■ **Your objective**: An exact transcription of the entries is required, with none of the pictures carried over.

************

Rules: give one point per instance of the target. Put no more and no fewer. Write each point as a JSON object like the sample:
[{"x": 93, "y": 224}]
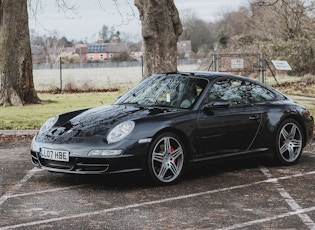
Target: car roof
[{"x": 211, "y": 75}]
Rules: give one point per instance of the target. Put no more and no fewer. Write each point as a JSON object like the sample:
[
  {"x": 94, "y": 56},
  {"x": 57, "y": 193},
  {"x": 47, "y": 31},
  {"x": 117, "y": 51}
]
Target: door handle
[{"x": 254, "y": 117}]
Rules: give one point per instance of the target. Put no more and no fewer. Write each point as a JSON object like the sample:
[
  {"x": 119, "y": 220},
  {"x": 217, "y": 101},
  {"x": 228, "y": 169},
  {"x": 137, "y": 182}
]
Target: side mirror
[{"x": 208, "y": 108}]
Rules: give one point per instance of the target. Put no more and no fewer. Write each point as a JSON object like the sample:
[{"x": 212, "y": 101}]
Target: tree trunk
[
  {"x": 161, "y": 27},
  {"x": 16, "y": 71}
]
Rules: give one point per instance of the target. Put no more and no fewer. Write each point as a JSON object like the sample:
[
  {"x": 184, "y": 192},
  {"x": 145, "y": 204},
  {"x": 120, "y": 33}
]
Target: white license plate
[{"x": 53, "y": 154}]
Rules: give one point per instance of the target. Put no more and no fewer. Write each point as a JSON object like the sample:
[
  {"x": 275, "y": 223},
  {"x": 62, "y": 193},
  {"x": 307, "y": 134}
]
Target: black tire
[
  {"x": 166, "y": 159},
  {"x": 289, "y": 142}
]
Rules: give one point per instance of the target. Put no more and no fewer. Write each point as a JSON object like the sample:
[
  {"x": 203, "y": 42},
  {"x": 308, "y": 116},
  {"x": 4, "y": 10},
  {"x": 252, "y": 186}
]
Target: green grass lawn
[{"x": 32, "y": 116}]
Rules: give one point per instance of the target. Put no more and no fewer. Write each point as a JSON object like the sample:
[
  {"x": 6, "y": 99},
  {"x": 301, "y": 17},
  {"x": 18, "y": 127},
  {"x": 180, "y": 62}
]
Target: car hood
[{"x": 97, "y": 121}]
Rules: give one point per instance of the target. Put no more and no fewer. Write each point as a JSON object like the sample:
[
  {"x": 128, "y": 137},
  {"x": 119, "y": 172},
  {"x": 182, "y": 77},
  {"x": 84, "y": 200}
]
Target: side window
[
  {"x": 239, "y": 92},
  {"x": 261, "y": 94},
  {"x": 232, "y": 90}
]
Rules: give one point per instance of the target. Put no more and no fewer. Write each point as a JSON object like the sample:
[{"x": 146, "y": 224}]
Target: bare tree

************

■ **Output of the task**:
Rules: give one point per instance of the target. Put no more and no fewer. Write each point as a JSON object like the sample:
[{"x": 93, "y": 224}]
Target: car roof
[{"x": 211, "y": 75}]
Rules: give one point per instance of the target. Put no more and no fewer. Write each point as a JSON object like the sample:
[
  {"x": 94, "y": 56},
  {"x": 57, "y": 193},
  {"x": 47, "y": 31},
  {"x": 117, "y": 51}
]
Target: door handle
[{"x": 254, "y": 117}]
Rules: give one point per instance of the target. Put no more and no fewer. Write each point as a JSON object like the sample:
[
  {"x": 119, "y": 220},
  {"x": 217, "y": 101},
  {"x": 228, "y": 169},
  {"x": 137, "y": 182}
]
Target: side mirror
[{"x": 208, "y": 108}]
Rules: give one point per instance of the target. Put no more and no fewer. Write each point as a JSON object like the sample:
[{"x": 212, "y": 101}]
Target: tree trunk
[
  {"x": 161, "y": 27},
  {"x": 16, "y": 71}
]
Rules: give one point per instance of the target. Put no more and no fewer. Write each point as a JSON object like the sample:
[
  {"x": 184, "y": 192},
  {"x": 145, "y": 204},
  {"x": 120, "y": 33}
]
Target: white license plate
[{"x": 53, "y": 154}]
Rules: give one point per instance of the target. Put no more and no fewer. Write each point as a JSON object like the sample:
[
  {"x": 275, "y": 223},
  {"x": 62, "y": 193},
  {"x": 307, "y": 134}
]
Target: black tire
[
  {"x": 166, "y": 159},
  {"x": 289, "y": 142}
]
Rules: give one point per instance of the target. Put no more and no fewer. Write each point as a JSON object like the sample:
[
  {"x": 203, "y": 42},
  {"x": 308, "y": 116},
  {"x": 4, "y": 10},
  {"x": 252, "y": 186}
]
Target: green grass lawn
[{"x": 32, "y": 116}]
Rules: give one point per instance of the target. Put no more and no fewer. Write each point as a JSON object like the sample:
[
  {"x": 6, "y": 99},
  {"x": 301, "y": 17},
  {"x": 18, "y": 127},
  {"x": 180, "y": 62}
]
Target: car hood
[{"x": 97, "y": 121}]
Rules: give one point per instance of the target. Put no more and no fewer. Write each point as a JSON object like the sample:
[
  {"x": 128, "y": 137},
  {"x": 119, "y": 172},
  {"x": 182, "y": 77},
  {"x": 84, "y": 200}
]
Target: side window
[
  {"x": 239, "y": 92},
  {"x": 261, "y": 94},
  {"x": 232, "y": 90}
]
Rules: give one point per instance of the target. Put no more and no fewer. Write each point as a JSON object like the sample:
[{"x": 146, "y": 224}]
Target: bare tree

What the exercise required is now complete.